* _WHAT THIS TASK INVOLVES_
Keep the pictures out of the copy and repeat the records exactly.

[Object location annotation data]

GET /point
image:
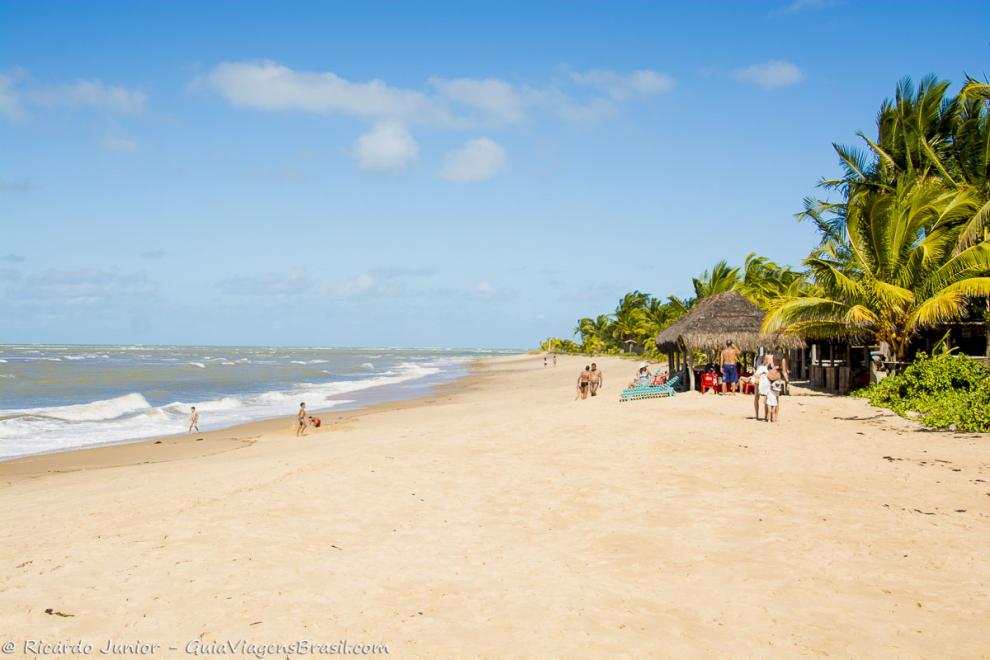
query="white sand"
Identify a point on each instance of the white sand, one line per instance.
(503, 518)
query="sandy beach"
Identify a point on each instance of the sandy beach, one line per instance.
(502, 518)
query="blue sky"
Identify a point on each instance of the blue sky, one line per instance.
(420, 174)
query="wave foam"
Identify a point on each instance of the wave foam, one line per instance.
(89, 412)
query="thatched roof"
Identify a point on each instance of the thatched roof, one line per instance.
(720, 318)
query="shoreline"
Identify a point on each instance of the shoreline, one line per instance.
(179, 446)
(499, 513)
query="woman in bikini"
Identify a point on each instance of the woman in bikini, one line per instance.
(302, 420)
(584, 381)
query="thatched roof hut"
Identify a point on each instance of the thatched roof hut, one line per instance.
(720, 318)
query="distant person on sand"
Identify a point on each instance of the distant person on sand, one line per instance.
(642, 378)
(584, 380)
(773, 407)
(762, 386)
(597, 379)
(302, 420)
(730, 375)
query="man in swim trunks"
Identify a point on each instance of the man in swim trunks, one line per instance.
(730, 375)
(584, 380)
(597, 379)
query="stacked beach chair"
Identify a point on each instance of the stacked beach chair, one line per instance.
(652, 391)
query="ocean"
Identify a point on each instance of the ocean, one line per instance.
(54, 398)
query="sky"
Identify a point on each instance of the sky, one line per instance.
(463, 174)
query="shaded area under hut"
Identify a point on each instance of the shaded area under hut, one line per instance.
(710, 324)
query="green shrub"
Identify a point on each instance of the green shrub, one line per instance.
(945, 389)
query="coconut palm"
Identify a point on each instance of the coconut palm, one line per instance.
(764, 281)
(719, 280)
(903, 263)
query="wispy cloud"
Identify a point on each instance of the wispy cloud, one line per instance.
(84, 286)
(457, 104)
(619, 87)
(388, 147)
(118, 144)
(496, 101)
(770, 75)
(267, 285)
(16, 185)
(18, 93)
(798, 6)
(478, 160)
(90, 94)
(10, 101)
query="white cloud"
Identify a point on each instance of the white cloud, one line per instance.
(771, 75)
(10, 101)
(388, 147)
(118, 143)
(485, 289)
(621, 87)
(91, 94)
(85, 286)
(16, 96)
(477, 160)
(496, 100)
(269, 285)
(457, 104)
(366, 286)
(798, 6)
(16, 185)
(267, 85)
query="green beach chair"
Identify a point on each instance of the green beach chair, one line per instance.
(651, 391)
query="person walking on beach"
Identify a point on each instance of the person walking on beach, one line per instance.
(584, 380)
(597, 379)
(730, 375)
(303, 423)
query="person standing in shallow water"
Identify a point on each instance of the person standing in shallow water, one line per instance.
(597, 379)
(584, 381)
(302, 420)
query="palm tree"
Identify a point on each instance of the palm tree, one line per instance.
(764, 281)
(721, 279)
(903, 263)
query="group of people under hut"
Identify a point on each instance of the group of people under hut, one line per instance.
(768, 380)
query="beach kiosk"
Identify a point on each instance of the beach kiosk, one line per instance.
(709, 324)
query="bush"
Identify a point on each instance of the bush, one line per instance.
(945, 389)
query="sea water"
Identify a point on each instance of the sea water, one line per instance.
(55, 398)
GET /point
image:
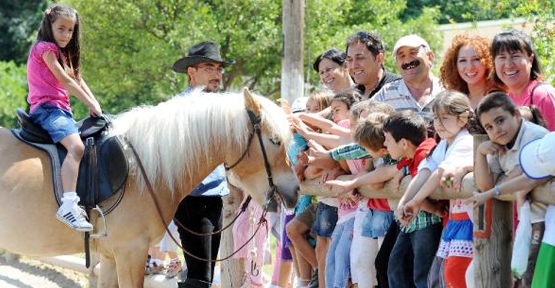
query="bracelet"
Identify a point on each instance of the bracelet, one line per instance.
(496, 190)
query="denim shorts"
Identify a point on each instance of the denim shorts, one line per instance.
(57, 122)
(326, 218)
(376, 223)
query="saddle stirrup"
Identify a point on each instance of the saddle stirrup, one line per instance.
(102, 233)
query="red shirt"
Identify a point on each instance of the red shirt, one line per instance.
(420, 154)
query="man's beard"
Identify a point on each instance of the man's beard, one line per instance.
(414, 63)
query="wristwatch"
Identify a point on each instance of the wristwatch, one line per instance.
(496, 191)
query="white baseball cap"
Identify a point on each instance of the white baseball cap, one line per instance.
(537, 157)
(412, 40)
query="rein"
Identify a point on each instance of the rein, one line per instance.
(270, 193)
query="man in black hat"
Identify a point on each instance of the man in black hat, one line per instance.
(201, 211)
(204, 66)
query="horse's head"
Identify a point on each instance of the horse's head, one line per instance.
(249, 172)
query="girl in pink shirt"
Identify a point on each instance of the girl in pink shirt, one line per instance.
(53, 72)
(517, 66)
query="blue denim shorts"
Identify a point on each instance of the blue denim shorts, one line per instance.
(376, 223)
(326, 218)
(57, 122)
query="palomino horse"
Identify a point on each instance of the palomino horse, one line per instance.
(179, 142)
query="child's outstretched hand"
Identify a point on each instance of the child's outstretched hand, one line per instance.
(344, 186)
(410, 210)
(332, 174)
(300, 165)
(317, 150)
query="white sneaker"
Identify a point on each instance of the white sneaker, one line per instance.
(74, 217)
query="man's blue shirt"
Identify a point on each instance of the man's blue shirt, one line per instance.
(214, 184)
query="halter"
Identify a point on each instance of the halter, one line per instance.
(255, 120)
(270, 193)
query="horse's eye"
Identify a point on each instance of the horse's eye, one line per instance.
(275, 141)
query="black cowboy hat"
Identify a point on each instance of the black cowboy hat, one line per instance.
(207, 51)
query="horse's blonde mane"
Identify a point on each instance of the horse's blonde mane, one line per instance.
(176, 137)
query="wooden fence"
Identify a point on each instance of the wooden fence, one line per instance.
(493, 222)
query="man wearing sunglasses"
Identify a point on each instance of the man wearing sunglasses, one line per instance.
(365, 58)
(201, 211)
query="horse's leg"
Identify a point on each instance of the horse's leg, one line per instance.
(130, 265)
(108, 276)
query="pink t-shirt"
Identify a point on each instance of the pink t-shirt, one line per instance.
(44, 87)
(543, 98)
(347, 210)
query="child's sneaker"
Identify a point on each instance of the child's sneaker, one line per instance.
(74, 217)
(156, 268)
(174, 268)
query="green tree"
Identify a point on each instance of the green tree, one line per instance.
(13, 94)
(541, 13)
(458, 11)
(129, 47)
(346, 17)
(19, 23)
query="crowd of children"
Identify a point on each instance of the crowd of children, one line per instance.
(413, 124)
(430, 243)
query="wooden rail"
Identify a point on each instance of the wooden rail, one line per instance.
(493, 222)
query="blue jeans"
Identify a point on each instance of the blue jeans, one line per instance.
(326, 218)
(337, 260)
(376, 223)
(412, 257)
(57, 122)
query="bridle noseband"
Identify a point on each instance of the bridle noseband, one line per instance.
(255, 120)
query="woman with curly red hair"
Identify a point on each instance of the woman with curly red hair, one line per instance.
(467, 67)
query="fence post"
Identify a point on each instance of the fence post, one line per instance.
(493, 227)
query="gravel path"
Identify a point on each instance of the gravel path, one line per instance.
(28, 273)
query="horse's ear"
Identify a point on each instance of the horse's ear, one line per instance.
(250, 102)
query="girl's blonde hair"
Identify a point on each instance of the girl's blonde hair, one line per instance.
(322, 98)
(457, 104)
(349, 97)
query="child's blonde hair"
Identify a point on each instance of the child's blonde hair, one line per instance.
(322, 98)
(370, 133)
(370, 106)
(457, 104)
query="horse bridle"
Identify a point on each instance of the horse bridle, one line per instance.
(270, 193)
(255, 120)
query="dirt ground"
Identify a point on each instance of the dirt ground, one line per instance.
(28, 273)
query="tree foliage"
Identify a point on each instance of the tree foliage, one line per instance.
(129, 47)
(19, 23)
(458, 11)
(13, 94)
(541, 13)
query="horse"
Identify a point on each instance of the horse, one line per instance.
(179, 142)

* _FINAL RESULT_
GET /point
image:
query="white sand"
Identify a point on each instance of the white sand, one line per instance.
(503, 518)
query="sandy beach"
Identify a point on each instance of the sandy beach, one line per instance.
(502, 518)
query="blue sky"
Identify a point on each instance of the blue sky, one line per instance.
(420, 174)
query="wave foam"
Identify a point on each instance of the wave foam, one line per instance.
(89, 412)
query="thatched roof"
Identify a point on each instance of the thatched roof, one line per instance.
(720, 318)
query="shoreline"
Identify a point on each instance of the shoreline, one line per instance.
(179, 446)
(499, 513)
query="woman in bikini"
Identify a point on each instance of the woman in bikini, one line per instance.
(302, 420)
(584, 381)
query="thatched roof hut"
Identify a point on each instance of the thatched roof hut, one line per instance.
(720, 318)
query="distant person on sand"
Identify a point on each instance of the distant person on sand, one line per instance.
(642, 378)
(584, 380)
(773, 407)
(762, 386)
(597, 379)
(302, 420)
(730, 375)
query="man in swim trunks"
Identify a point on each instance of the man in swim trunks, one line per instance.
(730, 375)
(584, 380)
(597, 379)
query="stacked beach chair"
Identify a point on each instance of the stacked beach chair, one line per instance.
(652, 391)
query="ocean"
Identify a point on each instance of the ocean, one line per instance.
(54, 398)
query="sky"
Identify a point on each instance of the sky, one line per instance.
(463, 174)
query="shaded area under hut"
Identify a point on each instance of the shaded area under hut, one line per instance.
(710, 324)
query="green shrub"
Identify a point on each instance of the green shrub, one line per instance.
(945, 389)
query="coconut palm"
Identify a point on each instance of the coconut palm, one line per instance.
(764, 281)
(719, 280)
(903, 263)
query="wispy cloud"
Identify a point on each instance of the wispy cloud, one line per instance.
(84, 286)
(457, 104)
(619, 87)
(388, 147)
(118, 144)
(496, 101)
(770, 75)
(267, 285)
(16, 185)
(18, 93)
(798, 6)
(478, 160)
(90, 94)
(10, 101)
query="white cloud"
Identify a point on each instance of the white cloud, one line per instance.
(771, 75)
(10, 101)
(388, 147)
(118, 143)
(485, 289)
(621, 87)
(91, 94)
(85, 286)
(16, 96)
(477, 160)
(496, 100)
(269, 285)
(457, 104)
(366, 286)
(798, 6)
(16, 185)
(267, 85)
query="green beach chair"
Identify a point on each instance of the green beach chair, one line per instance.
(651, 391)
query="person walking on beach"
Identify a point on each instance of the person walking on beach, one line per instance.
(584, 380)
(597, 379)
(730, 375)
(303, 423)
query="person standing in shallow water"
Identify a point on each instance of the person standing in shallow water, one line per instance.
(597, 379)
(584, 381)
(302, 420)
query="palm tree"
Identify a point on each instance of the palm tree, one line per instance.
(764, 281)
(721, 279)
(903, 263)
query="group of people under hut"
Identify a point on each instance of the group of people under hut, one line per instance.
(768, 380)
query="beach kiosk"
Identify a point on each instance of the beach kiosk, one line per instance.
(709, 324)
query="bush"
Identify a point on each instance of the bush, one line per instance.
(945, 389)
query="sea water"
Identify a point on each instance of the sea water, one line per instance.
(55, 398)
GET /point
image:
query="bracelet"
Identify a point on each instance of the bracelet, one line per instance.
(496, 190)
query="denim shorts"
Identify a point on each instance of the denim shorts, one line per instance.
(57, 122)
(326, 218)
(376, 223)
query="saddle stirrup"
Identify a point on each instance of the saddle stirrup, one line per instance.
(102, 233)
query="red shirt"
Identify a point on each instance of the red shirt, one line per instance.
(420, 154)
query="man's beard"
Identify a point on each instance of the man's beard, one line per instance.
(414, 63)
query="wristwatch"
Identify a point on each instance of the wristwatch, one line per instance.
(496, 191)
query="white baseball cap"
Identify a point on each instance of the white baseball cap, one line per instance.
(537, 157)
(412, 40)
query="rein"
Identify a point on each instance of the rein, one line per instance.
(270, 193)
query="man in black hat"
Identify a point on each instance of the man in black hat, one line per instance.
(201, 211)
(204, 66)
query="horse's head"
Identify a point on each instance of the horse's head, one line per instance.
(249, 172)
query="girl in pink shirt"
Identify a point on each instance of the girl in pink shirt, one line per instance.
(53, 72)
(517, 66)
query="blue denim shorts"
Identify a point on each instance of the blue denim shorts, one line per instance.
(376, 223)
(326, 218)
(57, 122)
query="palomino horse"
Identify a point on each instance of the palomino horse, one line per instance.
(179, 142)
query="child's outstretched hand"
Identify a point on each instance of the child's outstretched hand, one line per instance.
(344, 186)
(410, 210)
(332, 174)
(300, 165)
(317, 150)
query="white sneaker"
Identify a point on each instance of the white sneaker, one line per instance.
(74, 217)
query="man's blue shirt"
Identify a point on each instance of the man's blue shirt, one line per instance.
(214, 184)
query="halter"
Identify a point on each instance of the halter, one line per instance.
(255, 120)
(270, 193)
query="horse's eye"
Identify a point on each instance of the horse's eye, one line per instance.
(275, 141)
query="black cowboy hat"
Identify a point on each instance of the black cowboy hat, one line per instance.
(207, 51)
query="horse's blonde mane"
Identify a point on each instance of the horse's blonde mane, one line per instance.
(176, 137)
query="wooden fence"
Identify a point on each instance of the wooden fence, one line per instance.
(493, 222)
query="man wearing sunglasses"
Identify a point on each instance of the man wearing sunglasses, one line per instance.
(365, 58)
(201, 211)
query="horse's leg"
Identify a point on each instance of the horse's leg, one line per instance.
(130, 265)
(108, 276)
query="pink t-shirt"
Identify a point on each instance of the pink t-shirt, one line per instance.
(44, 87)
(543, 98)
(347, 210)
query="child's sneaker"
Identify a point on each instance of the child's sneaker, one line per instance.
(74, 217)
(156, 268)
(174, 268)
query="green tree"
Identify a point on each instance of the green tree, one line per instance.
(13, 94)
(541, 13)
(458, 11)
(129, 47)
(346, 17)
(19, 23)
query="crowd of children"
Identify a point on each instance of the crowd of children, one line per instance.
(413, 124)
(430, 243)
query="wooden rail"
Identify a point on each instance of the wooden rail, one line per instance.
(493, 222)
query="blue jeans"
Identify a point on each instance of the blue jeans, one line per instance.
(326, 218)
(337, 260)
(376, 223)
(412, 257)
(57, 122)
query="bridle noseband"
Identify a point on each instance of the bridle noseband, one line per instance.
(255, 120)
query="woman with curly red hair"
Identify a point on each instance of the woman with curly red hair, one line per instance.
(467, 67)
query="fence post"
Identify a point on each instance of the fence post, one line per instance.
(493, 227)
query="gravel path"
Identify a point on each instance of the gravel path, one line per instance.
(28, 273)
query="horse's ear"
Identify a point on each instance of the horse's ear, one line per instance.
(250, 102)
query="girl's blonde hair"
Identify a point on each instance of the girl's blonde hair, one line per instance.
(322, 98)
(457, 104)
(349, 97)
query="child's blonde hair"
Identify a point on each instance of the child's blonde hair, one line per instance.
(322, 98)
(370, 133)
(370, 106)
(457, 104)
query="horse bridle"
Identify a point on each instance of the horse bridle, one line per instance.
(270, 193)
(255, 120)
query="dirt ground"
Identify a point on each instance of the dirt ground, one line per instance.
(28, 273)
query="tree foliage"
Identify a point on each instance of the tree foliage, one line per instance.
(129, 47)
(19, 23)
(458, 11)
(13, 94)
(541, 13)
query="horse"
Identify a point on each instance of the horse, one line per instance.
(179, 142)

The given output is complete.